**DATA SUPPLIED**
···
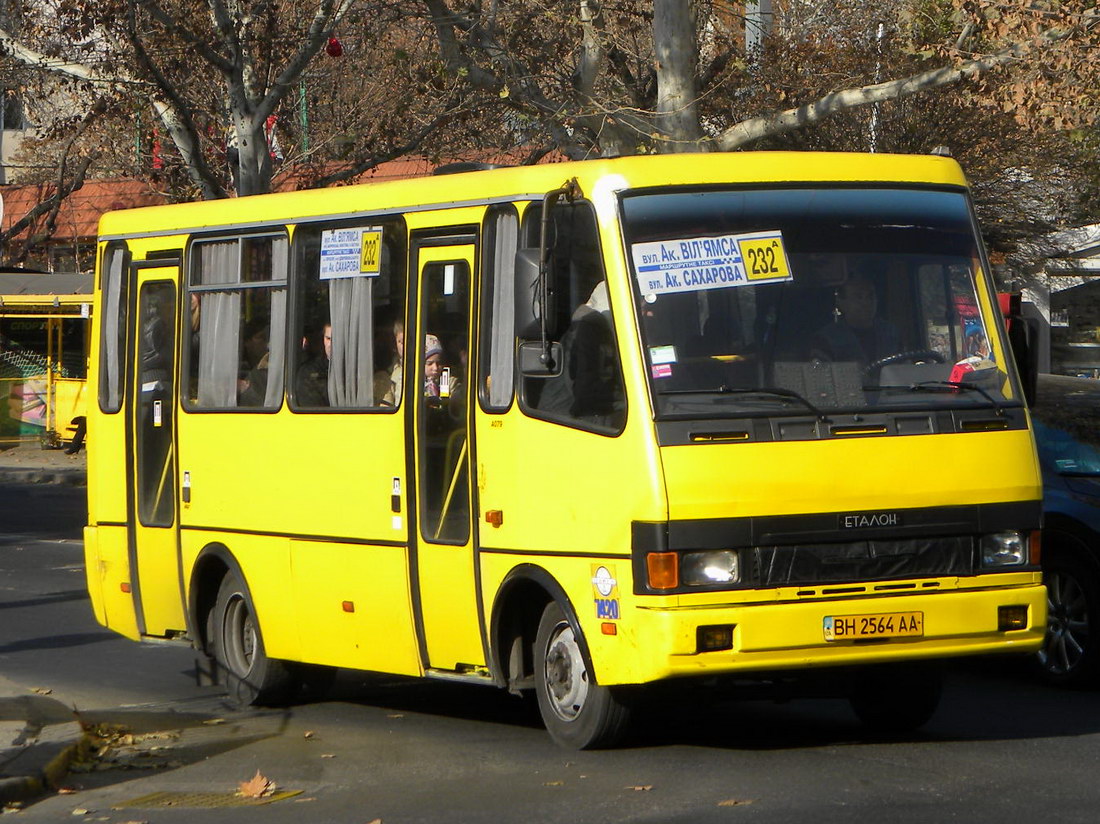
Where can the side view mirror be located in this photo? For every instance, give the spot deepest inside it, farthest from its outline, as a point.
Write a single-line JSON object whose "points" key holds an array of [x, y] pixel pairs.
{"points": [[531, 363]]}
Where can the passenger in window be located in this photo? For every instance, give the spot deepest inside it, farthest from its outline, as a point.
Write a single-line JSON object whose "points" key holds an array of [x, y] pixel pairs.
{"points": [[387, 382], [590, 386], [432, 366], [856, 332], [312, 380]]}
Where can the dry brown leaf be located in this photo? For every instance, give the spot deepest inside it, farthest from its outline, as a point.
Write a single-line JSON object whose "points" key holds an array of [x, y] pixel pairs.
{"points": [[257, 787]]}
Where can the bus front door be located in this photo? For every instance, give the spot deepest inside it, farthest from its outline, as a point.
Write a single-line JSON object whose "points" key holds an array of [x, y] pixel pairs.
{"points": [[151, 461], [444, 586]]}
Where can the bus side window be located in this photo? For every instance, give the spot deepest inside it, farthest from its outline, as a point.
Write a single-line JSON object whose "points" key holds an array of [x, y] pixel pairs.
{"points": [[349, 321], [587, 392], [498, 308], [237, 298]]}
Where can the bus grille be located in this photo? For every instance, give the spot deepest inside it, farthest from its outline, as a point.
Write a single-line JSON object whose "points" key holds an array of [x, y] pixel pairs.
{"points": [[875, 560]]}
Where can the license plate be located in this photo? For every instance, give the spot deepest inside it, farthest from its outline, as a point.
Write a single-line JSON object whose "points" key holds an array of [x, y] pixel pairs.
{"points": [[875, 625]]}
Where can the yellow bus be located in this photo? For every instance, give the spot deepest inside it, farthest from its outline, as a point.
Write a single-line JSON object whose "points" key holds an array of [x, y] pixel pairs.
{"points": [[44, 319], [574, 428]]}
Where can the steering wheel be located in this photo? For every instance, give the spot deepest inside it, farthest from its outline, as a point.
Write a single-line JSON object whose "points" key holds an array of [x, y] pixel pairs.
{"points": [[915, 356]]}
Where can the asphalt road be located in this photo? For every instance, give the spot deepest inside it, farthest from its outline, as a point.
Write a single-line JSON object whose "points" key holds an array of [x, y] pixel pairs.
{"points": [[1002, 747]]}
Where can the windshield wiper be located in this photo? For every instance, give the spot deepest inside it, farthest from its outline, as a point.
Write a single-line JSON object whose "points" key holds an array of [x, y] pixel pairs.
{"points": [[943, 386], [755, 391]]}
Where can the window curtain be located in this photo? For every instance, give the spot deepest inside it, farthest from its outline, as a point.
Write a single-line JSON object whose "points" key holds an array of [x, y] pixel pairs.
{"points": [[219, 326], [351, 369], [502, 345], [276, 340], [113, 326]]}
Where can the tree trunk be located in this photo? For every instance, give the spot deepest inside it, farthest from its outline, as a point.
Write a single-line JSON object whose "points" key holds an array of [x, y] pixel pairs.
{"points": [[677, 92]]}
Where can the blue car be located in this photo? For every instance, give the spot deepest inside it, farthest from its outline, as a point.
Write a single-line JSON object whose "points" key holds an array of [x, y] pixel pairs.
{"points": [[1067, 428]]}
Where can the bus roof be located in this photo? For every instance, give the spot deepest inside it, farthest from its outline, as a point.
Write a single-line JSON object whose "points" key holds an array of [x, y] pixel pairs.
{"points": [[521, 183]]}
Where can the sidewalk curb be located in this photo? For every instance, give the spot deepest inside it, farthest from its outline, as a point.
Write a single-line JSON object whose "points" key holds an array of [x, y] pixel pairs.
{"points": [[44, 765]]}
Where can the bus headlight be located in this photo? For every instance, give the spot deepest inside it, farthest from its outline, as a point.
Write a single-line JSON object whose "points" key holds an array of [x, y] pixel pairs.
{"points": [[1003, 549], [714, 567]]}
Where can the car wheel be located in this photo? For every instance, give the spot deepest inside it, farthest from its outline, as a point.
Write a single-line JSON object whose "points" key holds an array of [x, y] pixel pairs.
{"points": [[1068, 656]]}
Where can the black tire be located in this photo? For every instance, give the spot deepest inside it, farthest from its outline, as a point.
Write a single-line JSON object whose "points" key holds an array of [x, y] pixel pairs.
{"points": [[578, 712], [897, 700], [1069, 656], [238, 649]]}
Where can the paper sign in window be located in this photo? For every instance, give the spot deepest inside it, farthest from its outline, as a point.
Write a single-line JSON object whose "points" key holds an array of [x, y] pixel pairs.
{"points": [[352, 252], [691, 264]]}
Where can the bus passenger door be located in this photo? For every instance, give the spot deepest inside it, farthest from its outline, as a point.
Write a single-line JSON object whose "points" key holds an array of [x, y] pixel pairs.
{"points": [[151, 456], [444, 574]]}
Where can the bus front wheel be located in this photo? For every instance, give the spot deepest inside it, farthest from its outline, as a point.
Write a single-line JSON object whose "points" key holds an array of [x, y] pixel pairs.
{"points": [[238, 647], [578, 713]]}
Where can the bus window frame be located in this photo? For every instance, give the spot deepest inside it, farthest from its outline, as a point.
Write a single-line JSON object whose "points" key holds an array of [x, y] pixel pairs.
{"points": [[120, 320], [187, 272], [486, 290], [295, 321], [529, 229]]}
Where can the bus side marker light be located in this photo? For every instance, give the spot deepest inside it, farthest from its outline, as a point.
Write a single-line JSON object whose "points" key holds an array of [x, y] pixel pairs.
{"points": [[662, 570], [714, 638], [1011, 617]]}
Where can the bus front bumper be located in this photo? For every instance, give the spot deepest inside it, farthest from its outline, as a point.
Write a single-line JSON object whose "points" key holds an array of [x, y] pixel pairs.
{"points": [[795, 635]]}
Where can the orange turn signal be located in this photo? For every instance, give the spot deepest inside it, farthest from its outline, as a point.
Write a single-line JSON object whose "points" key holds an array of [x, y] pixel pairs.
{"points": [[662, 570]]}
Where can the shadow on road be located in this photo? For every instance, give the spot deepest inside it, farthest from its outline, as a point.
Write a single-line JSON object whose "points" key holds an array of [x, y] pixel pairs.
{"points": [[22, 505], [986, 700]]}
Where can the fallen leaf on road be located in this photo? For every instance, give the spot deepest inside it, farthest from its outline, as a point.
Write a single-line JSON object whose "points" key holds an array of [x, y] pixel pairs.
{"points": [[257, 787]]}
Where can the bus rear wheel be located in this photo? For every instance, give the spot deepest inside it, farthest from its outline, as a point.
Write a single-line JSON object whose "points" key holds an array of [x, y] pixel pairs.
{"points": [[238, 648], [578, 713]]}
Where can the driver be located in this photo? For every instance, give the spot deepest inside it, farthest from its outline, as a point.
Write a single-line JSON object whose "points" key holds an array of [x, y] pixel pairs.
{"points": [[856, 332]]}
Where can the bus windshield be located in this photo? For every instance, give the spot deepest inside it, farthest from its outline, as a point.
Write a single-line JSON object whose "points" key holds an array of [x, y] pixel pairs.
{"points": [[811, 300]]}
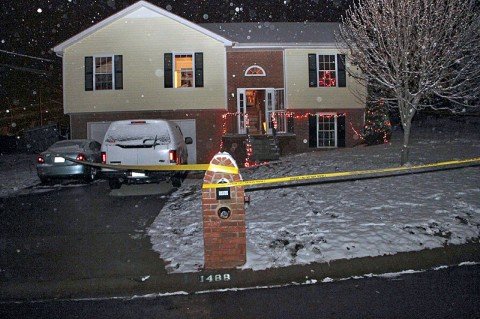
···
**WHAT YOU NEED TO DO**
Locate every line in the records above that contains the word "wheel" and copy each of those lines in full.

**EXERCISE RESULT**
Where can the steering wheel be located in this photo? For every instance, give the spot deepest inside it, farthest from its outline, as a point.
Where can the car wheel be located in this photo? For every instance, give the spot deepest inside it, farthest from its outline, as a point.
Where can the bus front wheel be located in this photo? For every instance, give the spot deepest inside it, farthest from its outline, as a point.
Where can the bus rear wheel be located in this photo? For every instance, give the spot deepest inside it, farthest from its outline, as a point.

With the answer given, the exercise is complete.